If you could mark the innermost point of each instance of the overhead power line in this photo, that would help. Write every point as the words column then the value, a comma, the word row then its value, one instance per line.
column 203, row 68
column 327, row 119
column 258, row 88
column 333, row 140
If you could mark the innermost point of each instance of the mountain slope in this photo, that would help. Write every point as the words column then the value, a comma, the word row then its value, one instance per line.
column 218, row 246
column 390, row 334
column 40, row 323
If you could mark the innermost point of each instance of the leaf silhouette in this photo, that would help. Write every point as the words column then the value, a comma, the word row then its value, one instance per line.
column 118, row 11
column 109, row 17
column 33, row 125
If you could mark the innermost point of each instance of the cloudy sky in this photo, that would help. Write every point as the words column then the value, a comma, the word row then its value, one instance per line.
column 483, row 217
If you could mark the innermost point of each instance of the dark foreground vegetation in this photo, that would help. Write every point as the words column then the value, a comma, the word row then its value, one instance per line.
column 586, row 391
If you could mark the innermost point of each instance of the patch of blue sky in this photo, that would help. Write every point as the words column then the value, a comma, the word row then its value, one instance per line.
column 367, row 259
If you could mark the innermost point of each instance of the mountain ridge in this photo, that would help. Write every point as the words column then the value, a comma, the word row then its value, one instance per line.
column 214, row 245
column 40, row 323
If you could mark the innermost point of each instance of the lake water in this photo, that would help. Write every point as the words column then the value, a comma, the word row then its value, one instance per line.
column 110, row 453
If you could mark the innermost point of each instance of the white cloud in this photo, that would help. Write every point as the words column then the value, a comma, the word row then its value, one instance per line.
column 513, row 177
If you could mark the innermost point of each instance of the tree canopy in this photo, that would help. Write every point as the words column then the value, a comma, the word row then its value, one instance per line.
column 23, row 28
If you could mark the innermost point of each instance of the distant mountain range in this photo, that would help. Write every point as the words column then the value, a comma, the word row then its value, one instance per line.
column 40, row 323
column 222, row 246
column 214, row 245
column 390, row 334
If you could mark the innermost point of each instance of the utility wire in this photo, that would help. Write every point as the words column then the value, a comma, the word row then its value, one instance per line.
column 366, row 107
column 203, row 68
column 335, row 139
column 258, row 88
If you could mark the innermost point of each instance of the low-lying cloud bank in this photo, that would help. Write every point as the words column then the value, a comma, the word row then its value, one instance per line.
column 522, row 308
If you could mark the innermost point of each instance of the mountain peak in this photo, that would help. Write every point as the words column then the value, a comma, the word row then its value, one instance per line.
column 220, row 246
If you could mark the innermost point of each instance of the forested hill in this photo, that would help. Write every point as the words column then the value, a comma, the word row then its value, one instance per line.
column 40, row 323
────────────────────
## To be done
Restate each of the entries above verbatim.

## The response
If you could mark the innermost point of each instance of the overhead power line in this photo, that would help. Write every point as the words column then the value, a comma, the word row then its value, one instance per line.
column 203, row 68
column 327, row 119
column 258, row 88
column 333, row 140
If you could mark the innermost point of each instance of the mountain slope in this photo, that would help. Write every point as the words column then the value, a comma, the word row then its value, one instance per line.
column 218, row 246
column 390, row 334
column 40, row 323
If you could mark the innermost point of each instance of the leaf silhouette in this photo, that would help. Write every point as the words column then the value, a comma, the word row then its value, one instance per line.
column 118, row 11
column 109, row 17
column 33, row 125
If you could mark the innermost point of each instance of the cloudy sky in this photo, that would help. Write every point as the words column then the value, a comma, the word row then its value, one instance per line.
column 483, row 217
If you could mark the innermost point of each instance of the dark foreground vegetation in this photo, that would help. Write every point as the words column then the value, a comma, the word row then its value, one instance per line.
column 586, row 391
If you could mark the innermost point of each instance of the patch of blue sky in this photo, that would help. Write every point as the words column then the value, a comma, the word row then its value, one instance per line.
column 367, row 259
If you could mark the innermost point of each instance of the mountain ridge in this photo, that would help. Write every point as the words column then the value, a comma, the word row then its value, one instance per line.
column 214, row 245
column 40, row 323
If you could mark the innermost point of each instance of the lake water in this photo, that would help. Write every point as the words column then the value, a comma, the word row then its value, one instance per line.
column 110, row 453
If you could mark the innermost point of each instance of the white cloud in this photo, that would help. Write every point as the words column then the value, a comma, the word row then its value, one instance per line.
column 513, row 177
If you could mark the innermost point of each instance of the tree canopy in this photo, that would help. Write every point as the words column then the value, a comma, the word row then its value, one instance per line.
column 23, row 28
If you could mark the innermost point of each instance of the distant mountain range in this photo, that would help. Write every point as the words column then the value, a comma, the word row then its value, one instance per line.
column 40, row 323
column 222, row 246
column 214, row 245
column 390, row 334
If you could mark the innermost point of each instance of the utility wire in this photo, that would help. Write every point as the words column then the value, a comma, the word row then its value, one instance per line.
column 366, row 107
column 203, row 68
column 335, row 139
column 258, row 88
If you could mark the innermost point of each instance of the low-lying cloud bank in this photo, that would help. Write every point as the words column then the value, a comma, the word row then its value, one instance per line.
column 522, row 308
If you could mark the innermost point of each instance of the mountain peak in this photo, that would help. Write every point as the words column then the value, a comma, the word row then its value, one instance per line.
column 220, row 246
If you could mark the innermost point of each instance of the forested hill in this photo, that would help. Write every point as the words column then the value, a comma, the word row then its value, one instance per line.
column 40, row 323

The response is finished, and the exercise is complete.